Estimates of radiation exposure in outer space do exist. An unshielded interplanetary astronaut would receive about 400 to 900 milli-Sieverts (mSv) annually, compared to 2.4 mSv on Earth. Even a “shielded” mission to Mars lasting 30 months would irradiate humans with up to 1,000 mSv (1 Sv), which is approaching the lifetime limit, 1 to 4 Sv, advised for so-called “low-Earth orbit activities” of astronauts, as determined by the National Council on Radiation Protection and Measurements.
To be totally effective against both galactic cosmic rays and higher energy waves, any known shielding would weigh hundreds of metric tons. Even that shielding can cause reflective “bounce back” or secondary radiation exposure. The radiation in outer space is intense, especially during solar proton events when the sun emits a solar flare or coronal mass ejections.
Irradiating 18 squirrel monkeys to test their cognitive responses suggests that NASA knows it won’t be able to adequately shield astronauts living on the moon and traveling to and from Mars. If the monkeys perform effectively even after being dosed with a massive shot of gamma radiation, the argument could be made that humans could do the same.
‘Pretty much on target’
In the study, the monkeys will be shot up with a single substantial dose of gamma radiation, which NASA’s project leader, Dr. Jack Bergman of Harvard Medical School’s McLean Hospital near Boston, insists would simulate what a human would receive over the 130 to 260 days it would take to travel to and explore the Red Planet.
“We realized there was a need for this kind of work,” Bergman told Discovery News reporter Irene Klotz for an Oct. 29 article titled “NASA To Start Irradiating Monkeys — Spider monkeys will be exposed to regular, low dose radiation as NASA investigates the effects of long term space travel.”
“There’s a long-standing commitment on the part of NASA to deep space travel and with that commitment comes a need for knowing what kinds of adverse effects deep space travel might have, what are the risks to astronauts,” Bergman continued. “That’s not been well-assessed.”
Along with confusing spider and squirrel monkeys, the subheadline of the article is inaccurate in two significant ways: the monkeys won’t be exposed to “regular” radiation, but rather one massive gamma radiation injection, and the radiation is not “low dose,” as the dose is supposed to simulate months worth of “HVE,” or high energy particles of high atomic number, that people exploring the moon or traveling to Mars would experience zipping through them.

* * * *

**What this task involves:**
Write what comes next in the text on NASA's plan to irradiate monkeys, picking up after its last sentence. The lines that follow have no connection to the text on space radiation.

* * * *

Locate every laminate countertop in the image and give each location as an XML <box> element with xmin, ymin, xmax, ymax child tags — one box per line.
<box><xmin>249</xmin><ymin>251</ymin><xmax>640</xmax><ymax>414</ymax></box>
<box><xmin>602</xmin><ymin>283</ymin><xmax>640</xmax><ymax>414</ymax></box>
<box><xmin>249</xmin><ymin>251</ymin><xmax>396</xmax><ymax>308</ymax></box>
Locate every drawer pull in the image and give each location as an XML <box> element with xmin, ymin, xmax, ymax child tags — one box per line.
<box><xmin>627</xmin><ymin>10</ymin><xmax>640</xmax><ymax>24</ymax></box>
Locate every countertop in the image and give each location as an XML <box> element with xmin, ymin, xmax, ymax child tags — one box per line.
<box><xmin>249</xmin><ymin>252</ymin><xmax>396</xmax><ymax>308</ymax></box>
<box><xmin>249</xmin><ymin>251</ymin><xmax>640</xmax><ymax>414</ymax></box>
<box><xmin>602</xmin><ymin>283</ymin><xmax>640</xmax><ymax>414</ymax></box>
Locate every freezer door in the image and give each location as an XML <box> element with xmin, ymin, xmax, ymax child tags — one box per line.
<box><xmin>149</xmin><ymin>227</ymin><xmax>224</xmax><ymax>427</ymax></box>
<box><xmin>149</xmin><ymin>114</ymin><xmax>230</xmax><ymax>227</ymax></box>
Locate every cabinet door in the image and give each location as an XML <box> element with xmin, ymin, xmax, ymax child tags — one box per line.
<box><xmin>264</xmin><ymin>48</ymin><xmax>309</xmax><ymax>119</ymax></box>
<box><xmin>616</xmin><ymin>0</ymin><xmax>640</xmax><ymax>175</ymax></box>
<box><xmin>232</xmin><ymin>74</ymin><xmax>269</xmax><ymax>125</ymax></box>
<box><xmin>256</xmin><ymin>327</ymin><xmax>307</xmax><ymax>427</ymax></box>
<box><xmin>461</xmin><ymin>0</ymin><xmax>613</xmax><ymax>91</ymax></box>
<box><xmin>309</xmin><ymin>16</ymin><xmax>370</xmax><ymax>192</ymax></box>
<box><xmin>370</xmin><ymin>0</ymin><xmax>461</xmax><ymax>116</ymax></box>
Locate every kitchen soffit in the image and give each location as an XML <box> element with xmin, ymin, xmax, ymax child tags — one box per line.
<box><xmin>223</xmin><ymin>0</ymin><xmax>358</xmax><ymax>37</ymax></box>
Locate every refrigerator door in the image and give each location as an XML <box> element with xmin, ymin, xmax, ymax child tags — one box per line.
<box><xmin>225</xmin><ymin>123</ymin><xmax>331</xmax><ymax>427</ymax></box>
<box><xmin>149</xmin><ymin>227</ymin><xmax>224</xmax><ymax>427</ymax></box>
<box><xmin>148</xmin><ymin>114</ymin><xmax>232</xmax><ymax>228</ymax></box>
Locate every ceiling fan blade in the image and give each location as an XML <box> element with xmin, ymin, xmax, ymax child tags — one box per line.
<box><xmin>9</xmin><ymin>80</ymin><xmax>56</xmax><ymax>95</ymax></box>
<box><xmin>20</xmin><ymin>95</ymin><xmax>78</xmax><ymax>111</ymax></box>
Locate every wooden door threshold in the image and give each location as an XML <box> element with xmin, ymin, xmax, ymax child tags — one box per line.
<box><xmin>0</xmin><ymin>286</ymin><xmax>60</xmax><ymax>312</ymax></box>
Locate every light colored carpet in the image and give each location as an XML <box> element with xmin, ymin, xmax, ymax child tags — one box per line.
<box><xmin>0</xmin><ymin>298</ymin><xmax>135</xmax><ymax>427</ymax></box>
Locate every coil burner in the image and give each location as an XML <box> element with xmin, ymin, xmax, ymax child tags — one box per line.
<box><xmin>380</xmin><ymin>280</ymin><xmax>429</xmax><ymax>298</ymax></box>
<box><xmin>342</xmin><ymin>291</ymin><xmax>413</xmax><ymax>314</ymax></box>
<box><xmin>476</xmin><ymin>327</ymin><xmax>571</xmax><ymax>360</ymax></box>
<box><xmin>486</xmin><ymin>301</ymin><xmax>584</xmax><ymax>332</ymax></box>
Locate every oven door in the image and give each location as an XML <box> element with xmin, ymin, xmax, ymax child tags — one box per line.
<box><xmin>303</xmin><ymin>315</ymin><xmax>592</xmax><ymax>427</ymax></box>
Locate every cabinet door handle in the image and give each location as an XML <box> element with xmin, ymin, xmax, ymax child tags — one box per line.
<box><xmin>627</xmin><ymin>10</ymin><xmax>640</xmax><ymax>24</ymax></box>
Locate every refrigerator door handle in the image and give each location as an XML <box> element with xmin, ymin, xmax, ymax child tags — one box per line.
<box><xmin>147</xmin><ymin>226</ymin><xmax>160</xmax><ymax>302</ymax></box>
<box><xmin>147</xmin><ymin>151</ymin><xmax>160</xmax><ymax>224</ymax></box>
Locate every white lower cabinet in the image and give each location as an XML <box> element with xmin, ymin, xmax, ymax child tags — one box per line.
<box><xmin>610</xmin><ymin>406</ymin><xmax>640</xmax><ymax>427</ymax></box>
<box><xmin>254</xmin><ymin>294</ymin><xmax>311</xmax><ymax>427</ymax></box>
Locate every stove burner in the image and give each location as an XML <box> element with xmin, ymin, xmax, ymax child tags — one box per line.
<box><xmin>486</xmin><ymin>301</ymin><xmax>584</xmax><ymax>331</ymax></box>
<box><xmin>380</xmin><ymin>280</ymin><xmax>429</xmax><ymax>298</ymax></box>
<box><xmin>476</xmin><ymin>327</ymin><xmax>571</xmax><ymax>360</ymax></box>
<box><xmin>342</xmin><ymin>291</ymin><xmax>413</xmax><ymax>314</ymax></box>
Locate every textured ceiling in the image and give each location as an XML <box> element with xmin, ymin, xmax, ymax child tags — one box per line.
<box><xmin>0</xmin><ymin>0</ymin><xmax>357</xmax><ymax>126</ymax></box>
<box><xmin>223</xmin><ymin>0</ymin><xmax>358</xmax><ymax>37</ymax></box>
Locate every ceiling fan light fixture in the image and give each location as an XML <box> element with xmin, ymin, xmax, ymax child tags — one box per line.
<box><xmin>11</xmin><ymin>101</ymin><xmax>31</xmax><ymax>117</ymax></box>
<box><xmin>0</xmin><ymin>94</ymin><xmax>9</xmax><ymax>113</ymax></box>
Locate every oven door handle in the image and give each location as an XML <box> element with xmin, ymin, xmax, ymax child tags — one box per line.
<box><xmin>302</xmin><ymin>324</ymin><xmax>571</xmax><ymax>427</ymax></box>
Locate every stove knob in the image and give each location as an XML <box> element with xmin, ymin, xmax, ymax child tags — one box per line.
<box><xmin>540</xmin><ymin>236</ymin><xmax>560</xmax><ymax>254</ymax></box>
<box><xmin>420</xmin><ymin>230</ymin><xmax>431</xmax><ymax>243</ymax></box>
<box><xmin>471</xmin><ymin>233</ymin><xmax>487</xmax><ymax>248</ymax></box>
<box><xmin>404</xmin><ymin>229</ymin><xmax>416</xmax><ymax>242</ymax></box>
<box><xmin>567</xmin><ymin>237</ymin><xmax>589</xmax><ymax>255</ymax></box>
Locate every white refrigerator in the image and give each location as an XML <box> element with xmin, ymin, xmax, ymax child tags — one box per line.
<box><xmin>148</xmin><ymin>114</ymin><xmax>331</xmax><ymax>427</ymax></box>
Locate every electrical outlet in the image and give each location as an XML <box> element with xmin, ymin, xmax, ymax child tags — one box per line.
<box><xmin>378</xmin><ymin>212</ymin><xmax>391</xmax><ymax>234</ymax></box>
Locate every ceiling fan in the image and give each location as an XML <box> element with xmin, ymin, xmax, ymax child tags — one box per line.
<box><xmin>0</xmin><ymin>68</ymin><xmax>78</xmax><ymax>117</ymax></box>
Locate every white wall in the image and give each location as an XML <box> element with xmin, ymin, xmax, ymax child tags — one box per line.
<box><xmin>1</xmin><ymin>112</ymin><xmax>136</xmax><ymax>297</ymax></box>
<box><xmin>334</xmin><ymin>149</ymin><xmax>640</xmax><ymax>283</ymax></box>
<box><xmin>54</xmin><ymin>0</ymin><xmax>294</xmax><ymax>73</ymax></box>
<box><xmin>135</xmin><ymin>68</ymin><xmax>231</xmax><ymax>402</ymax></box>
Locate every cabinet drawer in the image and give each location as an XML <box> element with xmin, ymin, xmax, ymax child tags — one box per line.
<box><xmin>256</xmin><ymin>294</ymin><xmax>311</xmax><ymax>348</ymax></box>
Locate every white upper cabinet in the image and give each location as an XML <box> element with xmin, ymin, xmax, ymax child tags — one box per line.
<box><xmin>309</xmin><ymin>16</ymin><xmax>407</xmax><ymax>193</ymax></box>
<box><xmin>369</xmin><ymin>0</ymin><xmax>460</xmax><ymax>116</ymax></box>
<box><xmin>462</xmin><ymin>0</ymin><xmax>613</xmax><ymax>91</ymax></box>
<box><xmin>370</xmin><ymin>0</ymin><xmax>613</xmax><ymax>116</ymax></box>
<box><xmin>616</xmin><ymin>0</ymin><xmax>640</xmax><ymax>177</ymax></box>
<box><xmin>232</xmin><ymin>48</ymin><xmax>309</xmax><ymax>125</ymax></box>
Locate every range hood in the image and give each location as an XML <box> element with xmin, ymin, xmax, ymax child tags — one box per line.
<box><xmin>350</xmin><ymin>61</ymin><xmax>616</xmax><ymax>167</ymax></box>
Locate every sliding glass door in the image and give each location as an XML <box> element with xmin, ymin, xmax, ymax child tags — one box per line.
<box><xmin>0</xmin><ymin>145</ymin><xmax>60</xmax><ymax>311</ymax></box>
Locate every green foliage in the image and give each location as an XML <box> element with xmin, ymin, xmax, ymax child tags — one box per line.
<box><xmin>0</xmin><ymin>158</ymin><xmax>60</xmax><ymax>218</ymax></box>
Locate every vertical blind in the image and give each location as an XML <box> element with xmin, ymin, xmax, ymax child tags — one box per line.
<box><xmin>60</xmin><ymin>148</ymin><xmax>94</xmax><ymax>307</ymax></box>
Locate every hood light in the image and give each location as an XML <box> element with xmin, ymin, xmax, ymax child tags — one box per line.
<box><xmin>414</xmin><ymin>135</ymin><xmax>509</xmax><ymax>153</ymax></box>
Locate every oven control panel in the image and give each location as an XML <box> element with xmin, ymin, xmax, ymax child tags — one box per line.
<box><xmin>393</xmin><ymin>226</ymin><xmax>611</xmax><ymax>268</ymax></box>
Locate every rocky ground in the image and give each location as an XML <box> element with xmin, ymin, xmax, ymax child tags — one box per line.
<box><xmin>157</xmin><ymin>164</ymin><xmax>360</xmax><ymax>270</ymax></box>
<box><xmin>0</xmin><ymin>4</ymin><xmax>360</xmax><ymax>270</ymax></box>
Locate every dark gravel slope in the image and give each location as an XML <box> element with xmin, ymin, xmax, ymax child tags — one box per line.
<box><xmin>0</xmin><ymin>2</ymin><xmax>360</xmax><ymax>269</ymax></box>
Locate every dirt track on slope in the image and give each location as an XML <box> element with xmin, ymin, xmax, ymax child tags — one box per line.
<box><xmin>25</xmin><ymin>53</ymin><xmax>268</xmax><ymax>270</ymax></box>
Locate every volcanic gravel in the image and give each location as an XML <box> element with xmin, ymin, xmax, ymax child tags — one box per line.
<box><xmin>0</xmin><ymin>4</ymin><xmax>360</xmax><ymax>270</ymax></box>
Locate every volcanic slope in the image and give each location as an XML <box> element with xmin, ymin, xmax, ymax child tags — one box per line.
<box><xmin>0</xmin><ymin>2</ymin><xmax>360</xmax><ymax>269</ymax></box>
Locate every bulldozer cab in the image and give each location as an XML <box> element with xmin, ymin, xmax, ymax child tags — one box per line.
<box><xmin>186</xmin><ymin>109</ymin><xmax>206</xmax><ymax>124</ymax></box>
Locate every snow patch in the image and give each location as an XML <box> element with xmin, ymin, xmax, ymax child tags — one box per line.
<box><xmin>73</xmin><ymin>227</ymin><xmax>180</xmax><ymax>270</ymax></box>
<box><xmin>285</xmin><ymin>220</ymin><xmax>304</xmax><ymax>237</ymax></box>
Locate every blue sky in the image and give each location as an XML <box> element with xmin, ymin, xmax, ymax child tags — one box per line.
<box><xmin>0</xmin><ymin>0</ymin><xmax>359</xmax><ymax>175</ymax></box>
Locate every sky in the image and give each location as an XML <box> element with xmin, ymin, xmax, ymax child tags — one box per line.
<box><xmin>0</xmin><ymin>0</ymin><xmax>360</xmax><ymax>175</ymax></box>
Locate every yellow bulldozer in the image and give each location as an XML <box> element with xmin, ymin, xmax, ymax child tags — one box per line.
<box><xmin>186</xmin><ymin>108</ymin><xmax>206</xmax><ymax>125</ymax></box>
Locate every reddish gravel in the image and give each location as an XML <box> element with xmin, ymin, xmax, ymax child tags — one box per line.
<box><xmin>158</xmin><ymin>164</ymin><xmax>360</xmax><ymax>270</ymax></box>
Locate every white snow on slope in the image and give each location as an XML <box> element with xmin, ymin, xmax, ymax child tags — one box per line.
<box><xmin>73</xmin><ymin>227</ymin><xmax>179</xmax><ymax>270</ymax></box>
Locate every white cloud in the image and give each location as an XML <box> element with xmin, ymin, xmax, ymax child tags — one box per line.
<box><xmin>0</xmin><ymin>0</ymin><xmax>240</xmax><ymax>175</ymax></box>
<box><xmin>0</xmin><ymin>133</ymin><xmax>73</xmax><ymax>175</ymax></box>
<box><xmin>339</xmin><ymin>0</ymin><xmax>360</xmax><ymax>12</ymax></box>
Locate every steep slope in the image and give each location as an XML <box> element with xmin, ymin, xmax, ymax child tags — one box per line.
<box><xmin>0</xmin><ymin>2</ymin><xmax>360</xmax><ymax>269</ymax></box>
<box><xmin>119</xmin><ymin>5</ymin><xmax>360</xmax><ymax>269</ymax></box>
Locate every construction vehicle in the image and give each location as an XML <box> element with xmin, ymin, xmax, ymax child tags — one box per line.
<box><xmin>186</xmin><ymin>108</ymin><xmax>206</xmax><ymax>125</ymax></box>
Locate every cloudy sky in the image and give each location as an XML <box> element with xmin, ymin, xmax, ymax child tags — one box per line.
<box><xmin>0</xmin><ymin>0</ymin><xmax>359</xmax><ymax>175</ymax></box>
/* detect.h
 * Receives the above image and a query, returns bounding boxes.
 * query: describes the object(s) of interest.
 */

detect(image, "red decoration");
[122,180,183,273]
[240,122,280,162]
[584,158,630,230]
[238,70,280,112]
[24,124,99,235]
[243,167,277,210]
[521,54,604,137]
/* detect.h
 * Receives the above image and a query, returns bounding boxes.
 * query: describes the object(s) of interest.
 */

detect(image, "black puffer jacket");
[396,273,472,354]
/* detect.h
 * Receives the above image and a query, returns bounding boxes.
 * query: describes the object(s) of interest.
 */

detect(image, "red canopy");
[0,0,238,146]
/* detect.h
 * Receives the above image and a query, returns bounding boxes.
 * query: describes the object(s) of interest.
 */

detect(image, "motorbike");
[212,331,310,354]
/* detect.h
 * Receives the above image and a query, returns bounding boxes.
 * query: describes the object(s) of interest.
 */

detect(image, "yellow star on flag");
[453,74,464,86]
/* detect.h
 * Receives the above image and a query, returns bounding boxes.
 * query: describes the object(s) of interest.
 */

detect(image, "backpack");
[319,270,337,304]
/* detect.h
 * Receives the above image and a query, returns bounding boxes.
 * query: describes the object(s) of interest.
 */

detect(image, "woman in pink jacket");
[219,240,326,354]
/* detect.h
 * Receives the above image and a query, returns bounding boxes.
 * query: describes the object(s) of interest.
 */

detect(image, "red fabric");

* * * *

**Response to this task:**
Bergman’s statement that the risks to astronauts have “not been well-assessed” is also suspect. The risks have been assessed and they are significant. President Bush stated this when he announced the initiative.
Another article for Discovery News penned five months earlier by the same reporter, titled “Space Torso Reveals Cancer Risk for Astronauts,” says, “‘The information collected so far confirms that NASA’s current guidelines for assessing radiation risks are pretty much on target,’ said Francis Cucinotta, a doctor and researcher who heads radiation studies at the Johnson Space Center in Houston.”
So if the risk assessments are “pretty much on target,” why would NASA spend $1.75 million on Bergman’s experiments to nuke 18 squirrel monkeys? The answer may lie in a passage later in the article: Cucinotta figures the agency has about five years to come up with some solutions to the radiation problem or find evidence that refutes current assessments of the risks (our emphasis). More shielding on moon and Mars ships probably isn’t the answer, Cucinotta told Discovery News. The additional weight would make the spacecraft too heavy to launch with today’s technologies.
That evidence could be obtained by showing that the monkeys essentially shake off the radiation and continue to perform tasks effectively, since shielding and gene-repairing pharmaceuticals seem out of the question.
“We’d all be cured of cancer on Earth if we knew how to do this,” Cucinotta told Discovery News of the use of drugs to diminish radiation damage. No pill can stop deadly radiation from destroying human and monkey cells.